[Recorded data]
---
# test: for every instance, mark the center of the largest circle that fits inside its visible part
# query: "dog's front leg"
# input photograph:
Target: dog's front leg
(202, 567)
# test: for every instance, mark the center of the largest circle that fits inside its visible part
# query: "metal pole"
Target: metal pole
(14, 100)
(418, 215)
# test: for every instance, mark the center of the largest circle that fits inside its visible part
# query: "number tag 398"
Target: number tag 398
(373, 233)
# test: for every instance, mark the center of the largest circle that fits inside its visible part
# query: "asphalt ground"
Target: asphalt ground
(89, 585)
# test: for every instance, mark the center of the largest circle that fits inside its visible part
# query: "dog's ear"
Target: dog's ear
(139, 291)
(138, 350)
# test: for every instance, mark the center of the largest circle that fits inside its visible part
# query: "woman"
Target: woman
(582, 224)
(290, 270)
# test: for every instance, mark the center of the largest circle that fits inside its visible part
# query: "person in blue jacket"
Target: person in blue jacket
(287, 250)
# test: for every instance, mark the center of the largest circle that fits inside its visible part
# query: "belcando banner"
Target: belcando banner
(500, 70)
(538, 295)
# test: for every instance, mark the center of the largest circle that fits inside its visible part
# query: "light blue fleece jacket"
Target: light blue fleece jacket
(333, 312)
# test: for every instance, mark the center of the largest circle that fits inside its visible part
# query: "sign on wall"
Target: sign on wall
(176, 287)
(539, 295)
---
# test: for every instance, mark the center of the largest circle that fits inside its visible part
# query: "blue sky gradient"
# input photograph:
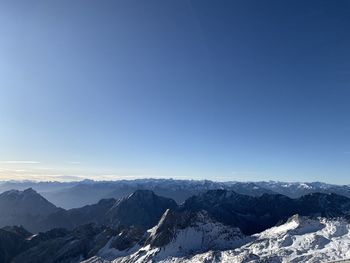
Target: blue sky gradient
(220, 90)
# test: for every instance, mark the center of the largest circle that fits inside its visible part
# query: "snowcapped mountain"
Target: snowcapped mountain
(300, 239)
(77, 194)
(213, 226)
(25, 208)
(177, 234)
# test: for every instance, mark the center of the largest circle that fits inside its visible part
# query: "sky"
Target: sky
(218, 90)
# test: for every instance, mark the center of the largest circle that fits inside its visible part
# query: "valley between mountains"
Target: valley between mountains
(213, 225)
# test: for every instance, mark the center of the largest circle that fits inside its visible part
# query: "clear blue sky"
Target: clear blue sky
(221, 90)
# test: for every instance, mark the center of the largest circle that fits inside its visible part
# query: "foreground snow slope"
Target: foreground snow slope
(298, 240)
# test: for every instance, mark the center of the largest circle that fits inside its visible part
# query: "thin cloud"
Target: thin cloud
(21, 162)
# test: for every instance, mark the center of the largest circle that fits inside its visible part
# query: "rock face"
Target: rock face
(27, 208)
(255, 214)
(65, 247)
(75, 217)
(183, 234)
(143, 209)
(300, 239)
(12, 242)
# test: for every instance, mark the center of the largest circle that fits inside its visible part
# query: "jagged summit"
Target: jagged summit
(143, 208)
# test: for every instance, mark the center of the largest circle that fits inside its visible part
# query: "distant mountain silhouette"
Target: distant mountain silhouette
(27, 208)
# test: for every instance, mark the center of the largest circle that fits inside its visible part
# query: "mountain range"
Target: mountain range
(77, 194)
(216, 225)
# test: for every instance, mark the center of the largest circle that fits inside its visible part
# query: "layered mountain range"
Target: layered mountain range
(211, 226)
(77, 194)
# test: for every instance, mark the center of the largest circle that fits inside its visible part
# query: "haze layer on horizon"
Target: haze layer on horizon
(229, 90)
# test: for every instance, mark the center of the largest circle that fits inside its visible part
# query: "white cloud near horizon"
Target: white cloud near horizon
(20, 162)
---
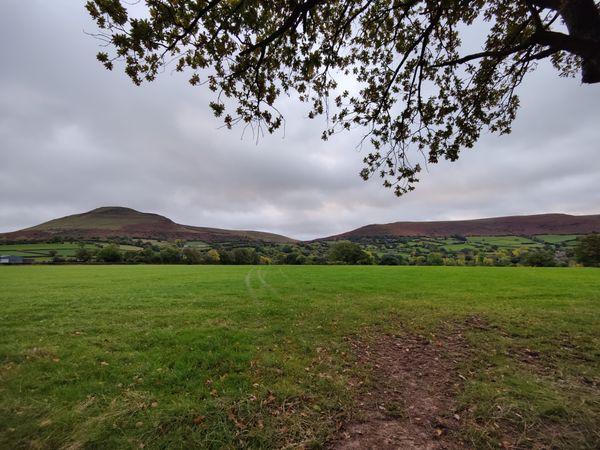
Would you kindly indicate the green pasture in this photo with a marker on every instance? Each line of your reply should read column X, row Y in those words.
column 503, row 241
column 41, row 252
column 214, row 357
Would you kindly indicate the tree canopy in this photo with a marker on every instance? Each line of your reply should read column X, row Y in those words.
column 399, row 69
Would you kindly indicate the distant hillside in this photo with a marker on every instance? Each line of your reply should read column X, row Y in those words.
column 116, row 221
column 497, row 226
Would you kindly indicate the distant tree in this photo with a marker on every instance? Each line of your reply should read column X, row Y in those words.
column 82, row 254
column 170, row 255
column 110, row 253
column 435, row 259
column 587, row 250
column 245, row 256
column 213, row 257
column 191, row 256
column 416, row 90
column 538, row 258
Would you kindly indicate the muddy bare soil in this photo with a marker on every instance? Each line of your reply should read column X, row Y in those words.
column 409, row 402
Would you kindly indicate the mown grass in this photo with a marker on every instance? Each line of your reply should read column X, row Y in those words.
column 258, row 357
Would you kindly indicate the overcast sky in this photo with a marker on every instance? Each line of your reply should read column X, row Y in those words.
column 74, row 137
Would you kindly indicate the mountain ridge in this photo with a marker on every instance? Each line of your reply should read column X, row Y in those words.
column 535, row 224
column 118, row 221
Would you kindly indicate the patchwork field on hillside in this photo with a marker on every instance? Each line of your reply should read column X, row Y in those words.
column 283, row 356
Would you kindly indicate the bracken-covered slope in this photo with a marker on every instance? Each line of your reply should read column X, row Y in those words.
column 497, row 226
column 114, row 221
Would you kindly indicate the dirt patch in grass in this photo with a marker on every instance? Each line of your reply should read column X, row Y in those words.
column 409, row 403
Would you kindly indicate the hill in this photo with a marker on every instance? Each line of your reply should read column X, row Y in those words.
---
> **Given task**: Count the lines of the material above that contain the string "slope". Give only the number.

> **Answer**: 3